• _DIRECTION_
Tally the lines in the items below that contain the string "foliage", matching case exactly, and give only the number.

• _SUPPLIED DATA_
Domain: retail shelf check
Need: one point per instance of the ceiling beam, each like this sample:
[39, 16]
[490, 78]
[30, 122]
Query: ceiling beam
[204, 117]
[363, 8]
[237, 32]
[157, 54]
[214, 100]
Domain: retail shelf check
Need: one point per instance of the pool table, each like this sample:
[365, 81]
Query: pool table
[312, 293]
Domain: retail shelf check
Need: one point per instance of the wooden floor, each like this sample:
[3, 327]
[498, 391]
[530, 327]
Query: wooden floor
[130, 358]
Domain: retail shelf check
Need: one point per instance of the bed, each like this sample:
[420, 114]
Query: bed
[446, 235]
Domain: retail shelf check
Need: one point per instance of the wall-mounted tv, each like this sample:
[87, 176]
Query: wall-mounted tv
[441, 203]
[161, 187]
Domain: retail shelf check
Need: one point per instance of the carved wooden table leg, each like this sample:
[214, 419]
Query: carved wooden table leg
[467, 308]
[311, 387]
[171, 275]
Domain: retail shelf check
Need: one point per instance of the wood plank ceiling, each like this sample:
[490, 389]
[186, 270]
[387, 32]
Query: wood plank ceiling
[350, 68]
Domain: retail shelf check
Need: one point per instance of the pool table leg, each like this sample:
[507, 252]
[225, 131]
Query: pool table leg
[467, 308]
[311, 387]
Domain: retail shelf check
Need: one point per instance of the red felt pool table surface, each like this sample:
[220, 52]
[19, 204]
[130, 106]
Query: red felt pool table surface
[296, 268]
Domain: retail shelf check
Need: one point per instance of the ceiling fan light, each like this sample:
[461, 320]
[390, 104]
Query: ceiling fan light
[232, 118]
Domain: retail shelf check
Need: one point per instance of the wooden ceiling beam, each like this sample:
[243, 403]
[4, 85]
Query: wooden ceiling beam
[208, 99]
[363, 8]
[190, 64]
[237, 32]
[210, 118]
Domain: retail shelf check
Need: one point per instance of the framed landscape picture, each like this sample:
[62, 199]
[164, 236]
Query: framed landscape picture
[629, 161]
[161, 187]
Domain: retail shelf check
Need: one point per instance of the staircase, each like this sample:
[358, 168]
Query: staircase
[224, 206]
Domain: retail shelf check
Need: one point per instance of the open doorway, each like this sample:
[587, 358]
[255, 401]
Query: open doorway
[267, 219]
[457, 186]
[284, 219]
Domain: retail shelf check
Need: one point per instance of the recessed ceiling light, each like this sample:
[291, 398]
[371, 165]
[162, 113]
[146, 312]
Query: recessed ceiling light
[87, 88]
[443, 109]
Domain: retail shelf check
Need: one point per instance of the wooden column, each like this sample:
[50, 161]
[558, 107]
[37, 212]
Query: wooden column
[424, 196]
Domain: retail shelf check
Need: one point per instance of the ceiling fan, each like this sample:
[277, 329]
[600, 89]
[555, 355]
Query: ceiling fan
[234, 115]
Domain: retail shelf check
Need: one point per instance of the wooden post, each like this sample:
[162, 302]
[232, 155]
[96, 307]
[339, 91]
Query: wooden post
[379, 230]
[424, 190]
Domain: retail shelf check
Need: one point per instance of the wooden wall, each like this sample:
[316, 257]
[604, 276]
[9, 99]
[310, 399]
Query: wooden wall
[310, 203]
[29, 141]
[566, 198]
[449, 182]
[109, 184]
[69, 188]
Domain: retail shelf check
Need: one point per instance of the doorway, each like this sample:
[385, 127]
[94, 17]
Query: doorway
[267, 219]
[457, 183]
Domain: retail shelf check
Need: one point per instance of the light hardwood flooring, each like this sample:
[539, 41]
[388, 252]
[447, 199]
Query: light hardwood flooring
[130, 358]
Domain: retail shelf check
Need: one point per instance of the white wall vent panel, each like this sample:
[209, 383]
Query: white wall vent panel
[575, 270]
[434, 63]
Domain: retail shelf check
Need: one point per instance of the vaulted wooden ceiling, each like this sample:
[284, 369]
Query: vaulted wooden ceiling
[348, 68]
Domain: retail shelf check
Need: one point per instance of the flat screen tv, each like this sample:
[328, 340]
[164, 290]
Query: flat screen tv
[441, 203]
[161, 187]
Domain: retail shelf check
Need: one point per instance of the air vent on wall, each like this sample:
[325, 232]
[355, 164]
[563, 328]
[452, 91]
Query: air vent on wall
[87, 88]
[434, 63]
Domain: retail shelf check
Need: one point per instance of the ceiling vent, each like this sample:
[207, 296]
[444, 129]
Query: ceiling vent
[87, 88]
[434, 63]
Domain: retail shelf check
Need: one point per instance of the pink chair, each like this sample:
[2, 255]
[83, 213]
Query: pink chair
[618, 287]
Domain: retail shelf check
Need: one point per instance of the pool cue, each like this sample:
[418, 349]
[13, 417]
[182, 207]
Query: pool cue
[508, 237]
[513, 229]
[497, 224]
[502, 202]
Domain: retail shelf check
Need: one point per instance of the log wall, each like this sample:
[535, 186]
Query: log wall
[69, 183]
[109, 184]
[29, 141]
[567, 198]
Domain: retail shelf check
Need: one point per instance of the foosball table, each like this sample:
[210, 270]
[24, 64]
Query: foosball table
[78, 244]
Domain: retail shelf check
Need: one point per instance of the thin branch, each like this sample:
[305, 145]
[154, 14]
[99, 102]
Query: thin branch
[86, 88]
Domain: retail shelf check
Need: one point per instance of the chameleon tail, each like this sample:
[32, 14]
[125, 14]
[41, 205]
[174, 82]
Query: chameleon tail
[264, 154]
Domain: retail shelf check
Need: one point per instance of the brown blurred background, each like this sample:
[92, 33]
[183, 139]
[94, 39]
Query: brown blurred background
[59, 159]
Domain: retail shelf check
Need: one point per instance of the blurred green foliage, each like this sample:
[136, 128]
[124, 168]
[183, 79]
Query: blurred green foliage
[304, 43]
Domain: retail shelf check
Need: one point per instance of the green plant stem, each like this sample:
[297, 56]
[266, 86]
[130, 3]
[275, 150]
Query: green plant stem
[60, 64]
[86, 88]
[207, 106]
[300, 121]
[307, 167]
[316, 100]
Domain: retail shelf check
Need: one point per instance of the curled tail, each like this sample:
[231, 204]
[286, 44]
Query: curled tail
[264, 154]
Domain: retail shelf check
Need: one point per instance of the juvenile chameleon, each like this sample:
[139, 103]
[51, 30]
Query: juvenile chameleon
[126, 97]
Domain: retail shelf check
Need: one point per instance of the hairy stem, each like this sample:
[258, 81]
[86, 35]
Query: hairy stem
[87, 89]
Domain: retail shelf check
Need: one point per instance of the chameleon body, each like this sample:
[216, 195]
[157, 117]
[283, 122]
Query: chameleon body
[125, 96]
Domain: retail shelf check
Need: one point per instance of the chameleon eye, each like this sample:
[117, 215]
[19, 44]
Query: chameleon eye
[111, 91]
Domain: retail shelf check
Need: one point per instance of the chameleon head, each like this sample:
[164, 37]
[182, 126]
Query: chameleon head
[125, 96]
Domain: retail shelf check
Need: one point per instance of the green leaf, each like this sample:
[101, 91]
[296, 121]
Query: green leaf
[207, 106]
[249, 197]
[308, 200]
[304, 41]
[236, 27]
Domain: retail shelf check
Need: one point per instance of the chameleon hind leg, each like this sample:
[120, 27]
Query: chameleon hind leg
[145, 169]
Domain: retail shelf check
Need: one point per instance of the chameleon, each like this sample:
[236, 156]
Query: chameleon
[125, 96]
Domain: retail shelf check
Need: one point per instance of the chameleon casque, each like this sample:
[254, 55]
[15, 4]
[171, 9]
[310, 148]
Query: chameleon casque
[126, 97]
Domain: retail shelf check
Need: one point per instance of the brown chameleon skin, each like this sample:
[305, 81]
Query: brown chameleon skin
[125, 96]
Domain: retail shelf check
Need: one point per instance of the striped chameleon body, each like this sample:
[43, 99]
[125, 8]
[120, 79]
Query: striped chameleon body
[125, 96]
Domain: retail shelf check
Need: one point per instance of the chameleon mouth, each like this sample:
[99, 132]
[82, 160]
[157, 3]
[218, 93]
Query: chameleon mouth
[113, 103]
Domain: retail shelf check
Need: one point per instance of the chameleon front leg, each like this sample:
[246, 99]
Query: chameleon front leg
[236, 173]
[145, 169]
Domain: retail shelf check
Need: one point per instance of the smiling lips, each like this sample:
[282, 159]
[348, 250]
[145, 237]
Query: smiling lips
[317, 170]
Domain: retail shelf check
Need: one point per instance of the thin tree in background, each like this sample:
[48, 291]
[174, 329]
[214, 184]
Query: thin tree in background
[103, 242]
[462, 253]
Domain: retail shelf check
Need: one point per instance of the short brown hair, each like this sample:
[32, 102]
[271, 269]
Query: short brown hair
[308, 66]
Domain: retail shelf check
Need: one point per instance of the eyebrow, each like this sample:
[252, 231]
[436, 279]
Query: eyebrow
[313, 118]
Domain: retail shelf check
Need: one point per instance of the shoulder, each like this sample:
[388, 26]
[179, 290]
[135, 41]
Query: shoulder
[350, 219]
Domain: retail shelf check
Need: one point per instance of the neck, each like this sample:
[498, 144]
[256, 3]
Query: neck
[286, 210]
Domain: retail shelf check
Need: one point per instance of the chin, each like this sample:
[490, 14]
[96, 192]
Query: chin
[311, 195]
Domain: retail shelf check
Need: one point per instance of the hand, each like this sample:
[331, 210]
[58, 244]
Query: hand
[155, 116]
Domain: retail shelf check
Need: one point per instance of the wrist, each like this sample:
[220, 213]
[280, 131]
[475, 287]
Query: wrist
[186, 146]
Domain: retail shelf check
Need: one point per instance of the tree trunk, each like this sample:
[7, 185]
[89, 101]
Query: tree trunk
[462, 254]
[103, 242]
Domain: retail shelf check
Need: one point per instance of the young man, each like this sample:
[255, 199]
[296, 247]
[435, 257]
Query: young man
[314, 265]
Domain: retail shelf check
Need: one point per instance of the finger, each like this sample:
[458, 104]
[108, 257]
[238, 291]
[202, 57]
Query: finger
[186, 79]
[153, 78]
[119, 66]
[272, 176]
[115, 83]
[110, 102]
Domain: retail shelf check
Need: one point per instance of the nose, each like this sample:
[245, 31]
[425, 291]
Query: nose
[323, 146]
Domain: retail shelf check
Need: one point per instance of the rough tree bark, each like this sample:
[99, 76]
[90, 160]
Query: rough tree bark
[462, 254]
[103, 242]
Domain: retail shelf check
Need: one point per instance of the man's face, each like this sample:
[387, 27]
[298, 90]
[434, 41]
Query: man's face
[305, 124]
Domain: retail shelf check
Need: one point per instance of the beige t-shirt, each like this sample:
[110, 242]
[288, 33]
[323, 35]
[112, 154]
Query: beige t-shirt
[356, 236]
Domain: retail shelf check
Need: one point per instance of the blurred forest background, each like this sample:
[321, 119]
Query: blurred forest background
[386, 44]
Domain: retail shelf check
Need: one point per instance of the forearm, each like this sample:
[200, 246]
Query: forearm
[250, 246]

• _THE COMPLETED TASK_
2